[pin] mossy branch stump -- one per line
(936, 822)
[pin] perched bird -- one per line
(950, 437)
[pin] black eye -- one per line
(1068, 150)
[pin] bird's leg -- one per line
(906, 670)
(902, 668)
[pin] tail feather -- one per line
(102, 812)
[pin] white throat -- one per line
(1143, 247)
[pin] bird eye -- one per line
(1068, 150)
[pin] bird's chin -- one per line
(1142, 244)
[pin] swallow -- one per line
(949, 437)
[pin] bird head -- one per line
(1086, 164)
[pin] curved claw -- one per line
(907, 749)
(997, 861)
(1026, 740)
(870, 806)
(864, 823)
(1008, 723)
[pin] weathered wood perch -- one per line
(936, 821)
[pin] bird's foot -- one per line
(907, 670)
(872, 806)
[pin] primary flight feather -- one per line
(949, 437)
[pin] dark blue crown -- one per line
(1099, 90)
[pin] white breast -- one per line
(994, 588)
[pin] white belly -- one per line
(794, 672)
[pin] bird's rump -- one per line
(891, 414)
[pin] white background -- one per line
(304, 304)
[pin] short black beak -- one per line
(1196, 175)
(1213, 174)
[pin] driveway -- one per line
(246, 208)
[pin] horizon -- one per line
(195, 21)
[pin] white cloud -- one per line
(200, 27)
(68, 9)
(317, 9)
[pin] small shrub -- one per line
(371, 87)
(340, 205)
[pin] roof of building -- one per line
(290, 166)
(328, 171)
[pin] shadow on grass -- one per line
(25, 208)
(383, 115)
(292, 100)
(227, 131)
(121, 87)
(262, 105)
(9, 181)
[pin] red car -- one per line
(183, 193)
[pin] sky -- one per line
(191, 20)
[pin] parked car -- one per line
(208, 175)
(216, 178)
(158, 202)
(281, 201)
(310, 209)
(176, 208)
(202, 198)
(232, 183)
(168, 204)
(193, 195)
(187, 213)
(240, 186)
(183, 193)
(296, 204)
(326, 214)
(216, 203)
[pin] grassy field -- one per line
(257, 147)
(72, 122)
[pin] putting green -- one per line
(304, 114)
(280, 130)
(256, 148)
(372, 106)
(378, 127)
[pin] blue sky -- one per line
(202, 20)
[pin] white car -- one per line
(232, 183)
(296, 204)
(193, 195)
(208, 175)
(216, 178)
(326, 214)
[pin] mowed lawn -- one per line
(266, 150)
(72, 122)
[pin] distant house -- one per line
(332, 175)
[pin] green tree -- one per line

———

▶ _WORK TO DO_:
Can you give every line above again, exactly as written?

▶ _EXERCISE SOLUTION_:
[pin] mossy branch stump -- one per line
(936, 822)
[pin] perched bird -- one per line
(950, 437)
[pin] black eye -- one per line
(1068, 150)
[pin] bird's leg -- one per line
(906, 670)
(902, 668)
[pin] tail feather -- one per line
(102, 812)
[pin] white throat -- one per line
(1143, 247)
[pin] bird eye -- one per line
(1068, 150)
[pin] bird's chin -- one per line
(1142, 244)
[pin] swallow -- one per line
(949, 437)
[pin] bird head -- one per line
(1086, 164)
[pin] curved claw -- one per line
(907, 749)
(997, 861)
(1026, 740)
(870, 806)
(864, 823)
(1008, 723)
[pin] weathered wood perch -- one per line
(936, 821)
[pin] bird's foot -- one per line
(907, 670)
(872, 806)
[pin] primary flight feather -- one per line
(949, 437)
[pin] dark blue crown -- one per line
(1099, 90)
[pin] white breast -- one per line
(994, 588)
[pin] white belly -- one per line
(794, 672)
[pin] bird's rump -- one per line
(891, 414)
[pin] white background -- one per line
(304, 304)
[pin] short black beak -- one per line
(1196, 175)
(1213, 174)
[pin] driveway -- one per line
(246, 208)
[pin] horizon -- one per line
(195, 21)
[pin] white cloud -- one per line
(200, 27)
(68, 9)
(317, 9)
[pin] small shrub -- one per line
(371, 87)
(340, 205)
[pin] roof of building -- one per line
(290, 166)
(328, 171)
[pin] shadow on grass -- one per line
(25, 208)
(383, 115)
(292, 100)
(227, 131)
(121, 87)
(262, 105)
(9, 181)
[pin] red car -- one per line
(183, 193)
[pin] sky -- one per line
(191, 20)
[pin] parked car -- one per line
(208, 175)
(216, 178)
(158, 202)
(281, 201)
(310, 209)
(176, 208)
(202, 198)
(232, 183)
(168, 204)
(193, 195)
(187, 213)
(240, 186)
(183, 193)
(296, 204)
(326, 214)
(216, 203)
[pin] grassy field -- one per line
(257, 147)
(72, 122)
[pin] putting green -- one per line
(304, 114)
(280, 130)
(256, 148)
(372, 106)
(378, 127)
[pin] blue sky -- one per line
(202, 20)
[pin] white car -- one per line
(232, 183)
(296, 204)
(193, 195)
(208, 175)
(216, 178)
(326, 214)
[pin] mowed lawn -- one per line
(266, 150)
(72, 122)
[pin] distant house -- one per line
(332, 175)
[pin] green tree -- one per line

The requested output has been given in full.